'''

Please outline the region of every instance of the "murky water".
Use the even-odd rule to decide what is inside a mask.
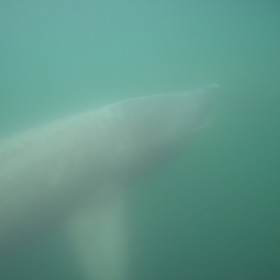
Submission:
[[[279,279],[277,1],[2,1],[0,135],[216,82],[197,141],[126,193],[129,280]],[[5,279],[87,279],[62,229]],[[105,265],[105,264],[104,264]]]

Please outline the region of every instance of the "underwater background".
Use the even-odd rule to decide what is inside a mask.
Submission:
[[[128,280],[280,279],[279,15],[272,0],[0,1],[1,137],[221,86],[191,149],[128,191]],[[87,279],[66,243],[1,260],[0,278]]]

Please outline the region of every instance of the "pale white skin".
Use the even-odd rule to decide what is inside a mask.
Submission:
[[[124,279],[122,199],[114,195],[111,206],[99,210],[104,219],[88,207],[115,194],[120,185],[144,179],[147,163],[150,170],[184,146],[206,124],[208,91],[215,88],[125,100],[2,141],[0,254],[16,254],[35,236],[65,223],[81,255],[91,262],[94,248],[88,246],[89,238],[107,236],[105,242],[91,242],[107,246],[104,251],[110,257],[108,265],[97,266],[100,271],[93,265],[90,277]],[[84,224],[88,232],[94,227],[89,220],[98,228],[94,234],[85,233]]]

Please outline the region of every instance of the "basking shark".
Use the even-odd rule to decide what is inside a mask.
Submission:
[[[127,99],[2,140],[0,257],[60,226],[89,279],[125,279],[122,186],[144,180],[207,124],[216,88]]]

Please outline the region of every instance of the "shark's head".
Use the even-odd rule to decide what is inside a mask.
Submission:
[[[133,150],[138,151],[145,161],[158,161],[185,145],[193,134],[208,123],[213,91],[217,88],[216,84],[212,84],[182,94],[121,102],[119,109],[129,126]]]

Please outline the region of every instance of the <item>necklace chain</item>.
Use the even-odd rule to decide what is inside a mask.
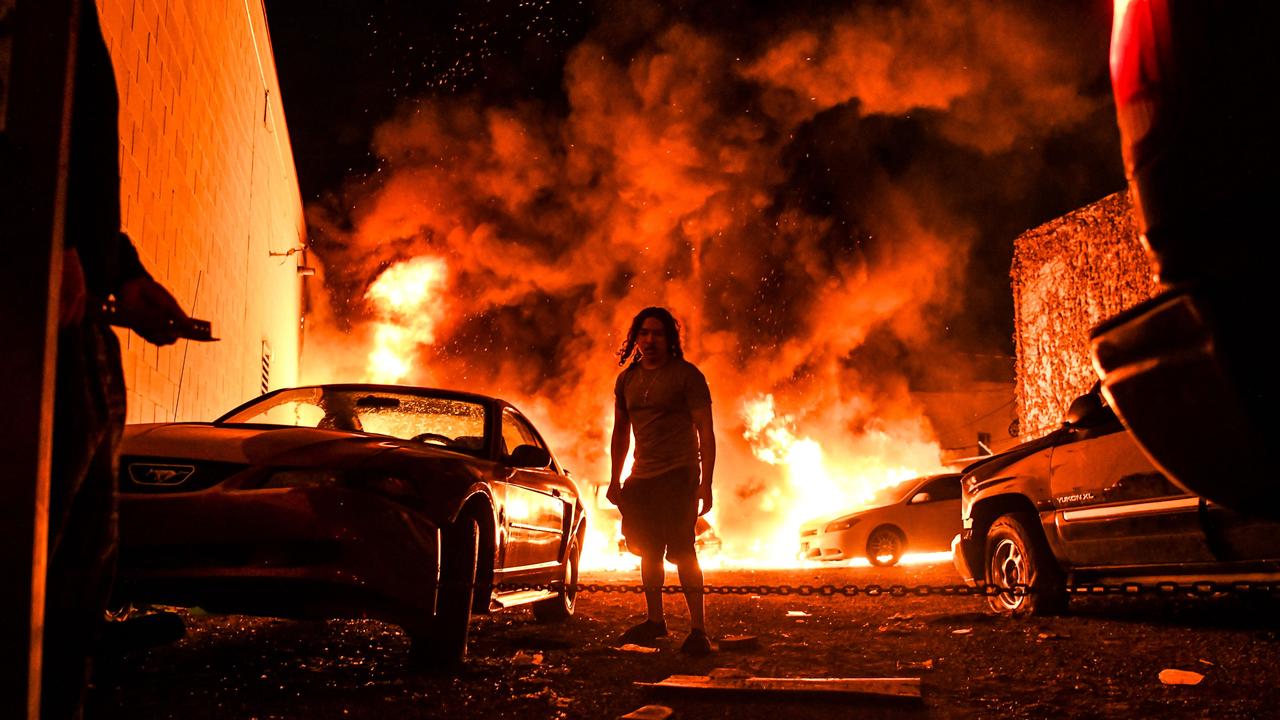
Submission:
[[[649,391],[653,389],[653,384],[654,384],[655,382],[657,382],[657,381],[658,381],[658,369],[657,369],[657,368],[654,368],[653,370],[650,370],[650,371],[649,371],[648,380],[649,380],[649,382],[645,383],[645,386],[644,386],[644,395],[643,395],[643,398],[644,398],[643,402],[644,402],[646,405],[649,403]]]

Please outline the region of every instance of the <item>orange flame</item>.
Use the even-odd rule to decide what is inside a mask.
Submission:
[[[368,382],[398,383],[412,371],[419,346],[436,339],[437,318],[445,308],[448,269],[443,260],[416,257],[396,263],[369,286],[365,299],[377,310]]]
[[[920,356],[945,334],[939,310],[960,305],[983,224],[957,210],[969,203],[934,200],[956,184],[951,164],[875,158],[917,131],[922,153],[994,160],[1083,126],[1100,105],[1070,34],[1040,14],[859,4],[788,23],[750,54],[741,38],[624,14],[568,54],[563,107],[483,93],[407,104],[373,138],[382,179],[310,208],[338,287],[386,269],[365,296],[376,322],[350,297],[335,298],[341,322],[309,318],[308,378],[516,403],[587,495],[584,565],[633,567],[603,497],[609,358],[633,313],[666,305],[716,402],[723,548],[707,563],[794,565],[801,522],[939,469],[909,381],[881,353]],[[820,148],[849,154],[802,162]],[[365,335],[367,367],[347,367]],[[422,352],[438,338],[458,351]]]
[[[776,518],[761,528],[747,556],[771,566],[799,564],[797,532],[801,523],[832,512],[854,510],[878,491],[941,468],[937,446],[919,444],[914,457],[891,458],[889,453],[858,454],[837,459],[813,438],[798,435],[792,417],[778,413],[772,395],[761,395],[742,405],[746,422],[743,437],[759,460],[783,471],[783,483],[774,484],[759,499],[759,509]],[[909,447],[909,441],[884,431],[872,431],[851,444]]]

'''
'''

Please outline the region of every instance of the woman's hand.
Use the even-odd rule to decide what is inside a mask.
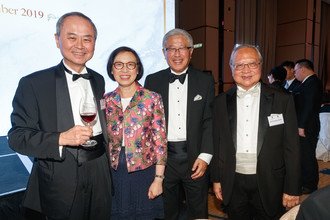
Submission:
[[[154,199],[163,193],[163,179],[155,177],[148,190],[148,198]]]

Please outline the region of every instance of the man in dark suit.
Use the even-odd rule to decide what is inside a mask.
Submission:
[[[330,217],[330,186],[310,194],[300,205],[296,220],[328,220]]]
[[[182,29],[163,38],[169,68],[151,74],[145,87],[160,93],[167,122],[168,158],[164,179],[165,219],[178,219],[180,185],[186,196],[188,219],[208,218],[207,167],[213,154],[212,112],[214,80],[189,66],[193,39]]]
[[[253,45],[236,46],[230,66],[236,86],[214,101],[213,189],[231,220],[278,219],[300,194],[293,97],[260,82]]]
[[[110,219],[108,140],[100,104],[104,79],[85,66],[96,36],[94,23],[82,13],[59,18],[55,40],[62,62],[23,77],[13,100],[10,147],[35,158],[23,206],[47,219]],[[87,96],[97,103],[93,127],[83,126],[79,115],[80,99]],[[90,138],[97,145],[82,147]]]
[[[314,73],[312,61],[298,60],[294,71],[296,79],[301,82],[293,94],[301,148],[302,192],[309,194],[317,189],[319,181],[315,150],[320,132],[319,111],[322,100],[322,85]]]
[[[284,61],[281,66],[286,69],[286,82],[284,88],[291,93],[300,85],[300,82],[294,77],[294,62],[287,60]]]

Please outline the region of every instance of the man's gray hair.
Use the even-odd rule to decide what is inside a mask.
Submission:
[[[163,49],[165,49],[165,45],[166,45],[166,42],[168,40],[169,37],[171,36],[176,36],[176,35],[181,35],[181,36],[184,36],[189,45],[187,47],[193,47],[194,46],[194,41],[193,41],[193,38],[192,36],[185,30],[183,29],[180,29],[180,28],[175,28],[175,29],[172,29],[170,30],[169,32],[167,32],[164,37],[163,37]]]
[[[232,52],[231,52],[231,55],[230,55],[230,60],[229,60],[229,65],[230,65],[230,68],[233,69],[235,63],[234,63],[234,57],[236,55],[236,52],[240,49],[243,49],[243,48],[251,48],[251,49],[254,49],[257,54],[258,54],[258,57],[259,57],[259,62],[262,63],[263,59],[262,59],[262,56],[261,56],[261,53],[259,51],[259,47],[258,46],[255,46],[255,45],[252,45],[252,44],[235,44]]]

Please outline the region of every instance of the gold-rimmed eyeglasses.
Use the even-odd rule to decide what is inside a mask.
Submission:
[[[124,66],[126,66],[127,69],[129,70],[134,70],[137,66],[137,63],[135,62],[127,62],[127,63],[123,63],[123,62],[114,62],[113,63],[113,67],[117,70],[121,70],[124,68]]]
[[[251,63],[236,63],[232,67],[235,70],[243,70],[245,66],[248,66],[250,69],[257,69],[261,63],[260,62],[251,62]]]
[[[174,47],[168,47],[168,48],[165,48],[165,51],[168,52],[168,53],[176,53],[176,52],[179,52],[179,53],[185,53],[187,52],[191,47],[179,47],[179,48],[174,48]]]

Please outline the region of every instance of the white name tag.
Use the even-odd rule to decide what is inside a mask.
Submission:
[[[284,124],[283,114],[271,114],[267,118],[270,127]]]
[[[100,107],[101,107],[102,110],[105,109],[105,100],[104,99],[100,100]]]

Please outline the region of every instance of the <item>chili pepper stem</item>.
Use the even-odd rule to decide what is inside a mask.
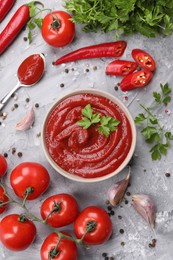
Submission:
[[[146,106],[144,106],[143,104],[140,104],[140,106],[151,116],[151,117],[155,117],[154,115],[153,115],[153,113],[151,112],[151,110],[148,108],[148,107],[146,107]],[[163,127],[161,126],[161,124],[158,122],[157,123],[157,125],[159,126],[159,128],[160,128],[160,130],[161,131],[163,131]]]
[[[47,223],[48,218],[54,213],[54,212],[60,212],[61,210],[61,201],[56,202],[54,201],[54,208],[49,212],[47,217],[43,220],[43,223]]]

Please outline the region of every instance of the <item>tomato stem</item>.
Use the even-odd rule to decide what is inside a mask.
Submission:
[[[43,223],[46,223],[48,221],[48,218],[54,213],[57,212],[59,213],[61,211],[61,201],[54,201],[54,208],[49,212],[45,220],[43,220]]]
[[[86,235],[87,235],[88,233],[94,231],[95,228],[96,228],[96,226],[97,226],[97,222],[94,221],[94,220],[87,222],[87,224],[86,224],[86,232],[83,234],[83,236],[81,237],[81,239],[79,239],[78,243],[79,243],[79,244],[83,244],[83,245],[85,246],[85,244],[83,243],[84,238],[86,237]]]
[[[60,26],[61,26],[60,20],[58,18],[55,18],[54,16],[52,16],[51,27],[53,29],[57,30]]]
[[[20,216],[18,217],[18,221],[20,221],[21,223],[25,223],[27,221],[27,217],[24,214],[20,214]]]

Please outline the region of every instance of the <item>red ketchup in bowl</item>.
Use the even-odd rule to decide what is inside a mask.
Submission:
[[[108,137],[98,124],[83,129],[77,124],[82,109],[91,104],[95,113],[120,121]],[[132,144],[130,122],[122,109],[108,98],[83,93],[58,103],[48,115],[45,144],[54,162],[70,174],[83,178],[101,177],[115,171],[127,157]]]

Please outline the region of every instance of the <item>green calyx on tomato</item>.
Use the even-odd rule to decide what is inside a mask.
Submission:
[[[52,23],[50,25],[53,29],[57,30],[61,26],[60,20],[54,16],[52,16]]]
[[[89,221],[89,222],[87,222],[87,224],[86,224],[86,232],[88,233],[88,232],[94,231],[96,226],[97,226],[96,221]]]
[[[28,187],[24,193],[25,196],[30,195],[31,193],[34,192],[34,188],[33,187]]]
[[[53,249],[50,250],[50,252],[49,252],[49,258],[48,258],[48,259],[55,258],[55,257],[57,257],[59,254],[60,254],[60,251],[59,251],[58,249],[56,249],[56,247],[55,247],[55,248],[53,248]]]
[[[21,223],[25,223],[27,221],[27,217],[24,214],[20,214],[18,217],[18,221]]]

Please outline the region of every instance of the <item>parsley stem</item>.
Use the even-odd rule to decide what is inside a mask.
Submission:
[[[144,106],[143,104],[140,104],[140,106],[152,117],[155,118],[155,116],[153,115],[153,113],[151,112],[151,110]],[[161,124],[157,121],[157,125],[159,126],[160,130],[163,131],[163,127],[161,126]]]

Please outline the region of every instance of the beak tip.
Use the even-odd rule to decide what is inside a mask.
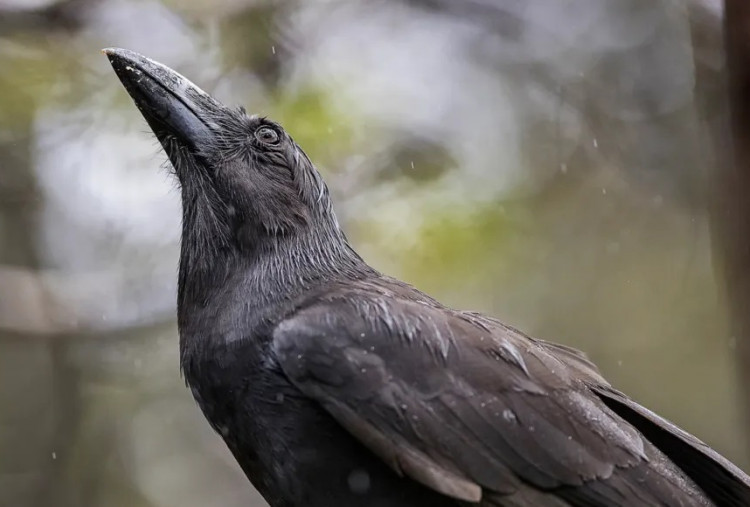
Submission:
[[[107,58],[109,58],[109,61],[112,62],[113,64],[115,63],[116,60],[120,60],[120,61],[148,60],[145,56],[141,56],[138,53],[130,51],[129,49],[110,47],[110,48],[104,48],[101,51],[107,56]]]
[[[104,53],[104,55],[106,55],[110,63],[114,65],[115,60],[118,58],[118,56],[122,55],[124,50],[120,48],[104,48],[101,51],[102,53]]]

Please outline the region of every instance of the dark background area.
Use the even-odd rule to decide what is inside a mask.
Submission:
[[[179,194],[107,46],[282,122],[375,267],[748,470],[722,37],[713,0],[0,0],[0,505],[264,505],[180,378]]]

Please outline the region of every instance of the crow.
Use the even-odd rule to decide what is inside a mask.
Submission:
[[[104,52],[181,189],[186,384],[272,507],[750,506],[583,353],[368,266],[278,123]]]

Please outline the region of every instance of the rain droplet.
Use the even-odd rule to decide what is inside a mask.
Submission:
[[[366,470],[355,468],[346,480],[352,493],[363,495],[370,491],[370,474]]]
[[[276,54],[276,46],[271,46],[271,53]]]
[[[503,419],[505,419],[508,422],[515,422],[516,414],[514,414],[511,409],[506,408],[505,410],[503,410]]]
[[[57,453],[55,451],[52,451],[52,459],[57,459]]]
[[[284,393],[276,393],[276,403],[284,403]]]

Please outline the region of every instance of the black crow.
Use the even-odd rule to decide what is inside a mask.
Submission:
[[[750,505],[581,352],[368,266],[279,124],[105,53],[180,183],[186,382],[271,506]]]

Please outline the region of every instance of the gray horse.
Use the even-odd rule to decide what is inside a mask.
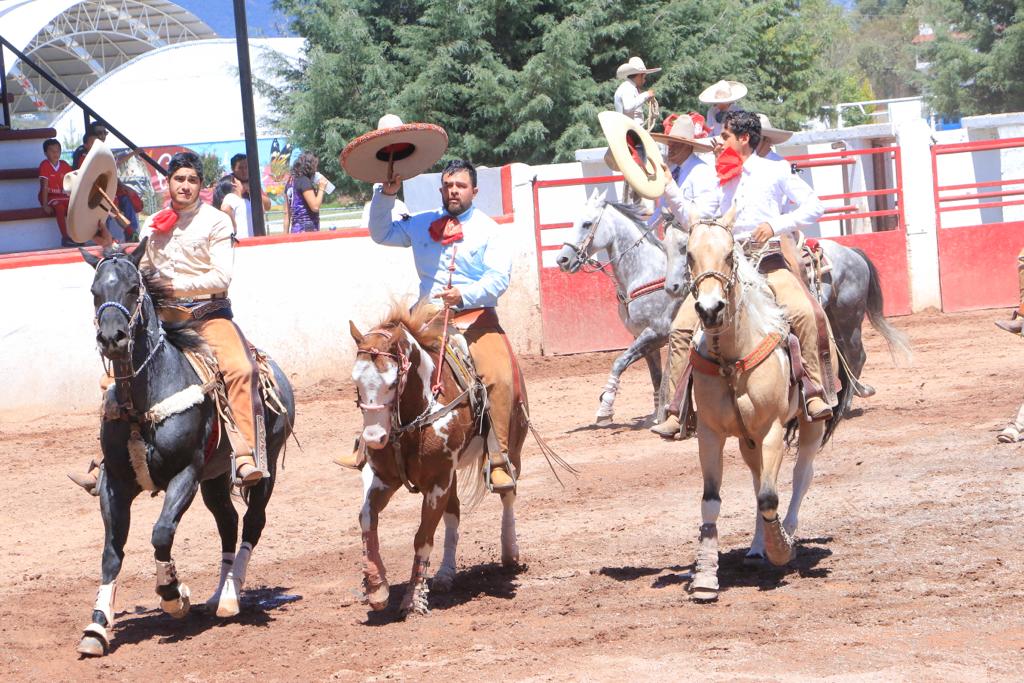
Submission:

'''

Exercise description:
Across the whole listing above, report each line that includes "shark".

Task response:
Please outline the region of every instance of the "basking shark".
Please outline the region of every instance of the "shark's head".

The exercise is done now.